WORK INSTRUCTION: An exact copy of all entries is the expected answer.

Region pointing data

┄┄┄┄┄┄┄┄┄┄┄┄┄┄┄┄┄┄┄┄

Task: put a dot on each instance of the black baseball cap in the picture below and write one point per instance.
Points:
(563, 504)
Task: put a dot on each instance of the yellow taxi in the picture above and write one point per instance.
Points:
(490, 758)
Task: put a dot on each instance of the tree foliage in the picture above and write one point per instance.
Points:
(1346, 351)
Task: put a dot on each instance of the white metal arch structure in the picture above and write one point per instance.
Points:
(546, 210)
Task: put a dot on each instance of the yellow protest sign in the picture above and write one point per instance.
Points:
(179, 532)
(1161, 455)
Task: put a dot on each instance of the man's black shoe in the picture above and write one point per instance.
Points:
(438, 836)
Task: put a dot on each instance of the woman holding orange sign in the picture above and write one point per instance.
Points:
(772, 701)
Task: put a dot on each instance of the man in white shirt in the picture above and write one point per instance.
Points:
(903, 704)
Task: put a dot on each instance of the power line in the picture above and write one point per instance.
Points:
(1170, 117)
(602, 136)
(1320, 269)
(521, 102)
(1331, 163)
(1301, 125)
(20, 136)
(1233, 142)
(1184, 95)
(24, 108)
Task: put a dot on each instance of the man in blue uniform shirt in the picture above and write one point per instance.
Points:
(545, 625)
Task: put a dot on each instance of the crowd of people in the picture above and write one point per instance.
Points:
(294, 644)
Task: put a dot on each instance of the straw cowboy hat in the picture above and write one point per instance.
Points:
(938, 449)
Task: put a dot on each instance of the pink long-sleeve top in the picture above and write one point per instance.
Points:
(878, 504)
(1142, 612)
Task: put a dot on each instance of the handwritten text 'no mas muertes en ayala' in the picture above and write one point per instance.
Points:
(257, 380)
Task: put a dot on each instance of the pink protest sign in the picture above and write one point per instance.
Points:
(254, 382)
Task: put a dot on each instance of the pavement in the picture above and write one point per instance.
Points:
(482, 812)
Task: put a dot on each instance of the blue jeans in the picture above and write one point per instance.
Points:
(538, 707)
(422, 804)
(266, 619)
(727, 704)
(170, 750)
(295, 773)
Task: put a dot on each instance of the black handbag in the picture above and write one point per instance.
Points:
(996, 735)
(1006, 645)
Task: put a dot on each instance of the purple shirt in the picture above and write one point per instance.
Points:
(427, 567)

┄┄┄┄┄┄┄┄┄┄┄┄┄┄┄┄┄┄┄┄

ANSWER BOX:
Task: put a dot on each instance of the black baseball cap in the picture below and write one point per instance.
Points:
(563, 504)
Task: put a dot on each instance of the yellow taxi in the picture above and write one point per instance.
Points:
(490, 758)
Task: put a dot on each instance of the tree foliage in the picture above and write one point per instance.
Points:
(1346, 351)
Task: put a dot on each instance of the white metal arch structure in the picture above and write one point per instance.
Points:
(546, 210)
Task: put a dot on each instance of the yellow protest sign in the picture above and write one point per instance.
Points:
(179, 532)
(1161, 455)
Task: put a dot on each instance of the man's black shoe in the picture above and write one point per instance.
Points:
(438, 836)
Task: put a dot on each instance of the woman holding orange sign in the picture above and write one point per instance.
Points:
(772, 701)
Task: put a dot on each instance of the man in white shirt in the picture above and write one point per instance.
Points:
(903, 704)
Task: put a dot on each instance of the power line in the picture above and write one point per instance.
Points:
(1170, 117)
(602, 136)
(1320, 269)
(521, 102)
(1331, 163)
(1301, 125)
(20, 136)
(1233, 142)
(1184, 95)
(24, 108)
Task: put a dot on each instance of the man in blue uniform shirt in the picture above and write one point per instance.
Points:
(545, 625)
Task: put a dot on each instance of the crowd of people in the picture above and write one point per instance.
Points:
(294, 644)
Task: put a dot on each instance of the straw cowboy hat in the picture above and write one point per instance.
Points:
(938, 449)
Task: put a dot on each instance of the pink long-sleeve top in the picture above and write one point per instance.
Points:
(878, 504)
(1142, 612)
Task: put a dot on each instance of the handwritten text 'no mas muertes en ayala' in the picture above and write one point per instance.
Points:
(257, 380)
Task: put a dot on each instance of the pink protest sign in the picture above and write one point per instance.
Points:
(254, 382)
Task: put a dot on each instance of the pavement in the picture above and write one point per instance.
Points:
(482, 812)
Task: put a dot on each instance of the blue jeans in the picture above and write one point per instance.
Points:
(538, 707)
(422, 804)
(266, 619)
(727, 704)
(170, 750)
(295, 773)
Task: put a dot on each instance of the black handbag in the picture above and write one point per instance.
Points:
(996, 735)
(1006, 645)
Task: put a dot on each instance of the purple shirt in the picture above and write one point per instance.
Points:
(427, 567)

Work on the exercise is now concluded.